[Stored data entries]
————

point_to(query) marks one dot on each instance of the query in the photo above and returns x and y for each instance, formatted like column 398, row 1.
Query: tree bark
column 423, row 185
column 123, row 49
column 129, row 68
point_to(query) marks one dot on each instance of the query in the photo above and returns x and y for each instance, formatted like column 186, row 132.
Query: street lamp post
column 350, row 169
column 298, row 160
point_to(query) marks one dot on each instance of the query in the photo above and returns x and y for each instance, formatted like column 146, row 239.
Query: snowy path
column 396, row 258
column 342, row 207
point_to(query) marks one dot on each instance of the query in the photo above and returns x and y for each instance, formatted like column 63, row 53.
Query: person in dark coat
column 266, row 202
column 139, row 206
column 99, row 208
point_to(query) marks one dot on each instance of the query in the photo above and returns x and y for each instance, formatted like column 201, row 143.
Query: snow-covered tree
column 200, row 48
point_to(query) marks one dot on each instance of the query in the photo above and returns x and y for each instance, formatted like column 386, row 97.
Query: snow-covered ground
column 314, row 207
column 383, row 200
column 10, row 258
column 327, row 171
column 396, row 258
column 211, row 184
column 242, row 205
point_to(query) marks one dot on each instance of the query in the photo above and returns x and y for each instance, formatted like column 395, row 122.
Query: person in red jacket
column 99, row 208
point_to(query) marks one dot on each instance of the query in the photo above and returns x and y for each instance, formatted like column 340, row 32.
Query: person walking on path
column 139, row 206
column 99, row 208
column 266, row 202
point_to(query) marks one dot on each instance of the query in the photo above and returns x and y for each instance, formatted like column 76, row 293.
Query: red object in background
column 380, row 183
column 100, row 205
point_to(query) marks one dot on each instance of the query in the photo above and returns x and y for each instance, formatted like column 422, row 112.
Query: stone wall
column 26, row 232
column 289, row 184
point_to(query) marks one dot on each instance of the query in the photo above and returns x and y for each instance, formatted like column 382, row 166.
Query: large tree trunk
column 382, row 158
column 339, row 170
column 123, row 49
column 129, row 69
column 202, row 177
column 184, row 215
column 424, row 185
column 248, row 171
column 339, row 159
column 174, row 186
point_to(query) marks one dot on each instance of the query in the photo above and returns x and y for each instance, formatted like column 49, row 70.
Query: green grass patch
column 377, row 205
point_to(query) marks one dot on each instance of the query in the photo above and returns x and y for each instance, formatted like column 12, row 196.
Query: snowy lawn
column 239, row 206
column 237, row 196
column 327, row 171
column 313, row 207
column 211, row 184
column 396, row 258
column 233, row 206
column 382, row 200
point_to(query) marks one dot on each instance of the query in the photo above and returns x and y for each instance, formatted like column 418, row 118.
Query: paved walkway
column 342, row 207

————

* **What you should do**
Exactly what appears above must be set down again in full.

* **Task output**
point_to(query) marks one dot on each instance of the query in the photo above and returns x and y for each instance, formatted like column 398, row 1.
Query: tree bark
column 423, row 185
column 123, row 49
column 129, row 68
point_to(query) marks one dot on each instance of the query in the photo above and returns x and y for each instance, formatted like column 186, row 132.
Query: street lamp post
column 350, row 169
column 298, row 160
point_to(query) marks one dot on each instance of the query in the photo above and returns x and y for each instance, formatted like column 146, row 239.
Query: snowy path
column 396, row 258
column 342, row 207
point_to(query) marks one dot on each instance of the query in the photo above and returns x and y for each instance, formatted like column 63, row 53.
Query: person in dark coat
column 266, row 202
column 139, row 206
column 99, row 208
point_to(query) marks one dot on each instance of the query in the photo above and returns x and y for each instance, formatted like column 201, row 143.
Query: snow-covered tree
column 200, row 48
point_to(query) marks one dot on each instance of the query in the photo above and returns x and y for each instance, formatted like column 386, row 97.
Query: snow-covered ground
column 314, row 207
column 383, row 200
column 10, row 258
column 327, row 171
column 396, row 258
column 211, row 184
column 242, row 205
point_to(query) marks one dot on each instance of the query in the photo above and returns x and y for each instance, formatted like column 395, row 122.
Query: person in red jacket
column 99, row 208
point_to(query) marks one dot on each instance of the query in the photo above and returns x and y for each instance, formatted like column 340, row 32.
Query: person walking on path
column 139, row 206
column 99, row 208
column 266, row 202
point_to(query) marks one dot on each instance of the query in the photo above and returns x and y for each instance, formatted like column 76, row 293.
Query: red object in background
column 380, row 183
column 100, row 205
point_to(query) marks one dot on each instance of the query in the photo above and returns x and y for each instance, formatted like column 422, row 112.
Query: stone wall
column 26, row 232
column 289, row 184
point_to(query) marks one dot on each instance of the query in the photo above and returns x and y for each instance, formatted like column 382, row 166.
Query: large tree trunk
column 382, row 158
column 339, row 170
column 123, row 49
column 129, row 69
column 202, row 177
column 184, row 215
column 424, row 185
column 248, row 171
column 339, row 159
column 174, row 186
point_to(query) marks one dot on each instance of the query in the photo above and returns x and y for each instance, formatted like column 49, row 70.
Query: green grass patch
column 377, row 205
point_to(query) marks one dot on each instance of the query in the photo above and returns x and y for each instance, formatted like column 12, row 196.
Query: snowy lawn
column 239, row 206
column 237, row 196
column 327, row 171
column 313, row 207
column 211, row 184
column 396, row 258
column 233, row 206
column 382, row 200
point_to(query) marks one dot on each instance of the query in the photo above and returns x and y for each instance, formatted like column 418, row 118.
Query: paved walkway
column 342, row 207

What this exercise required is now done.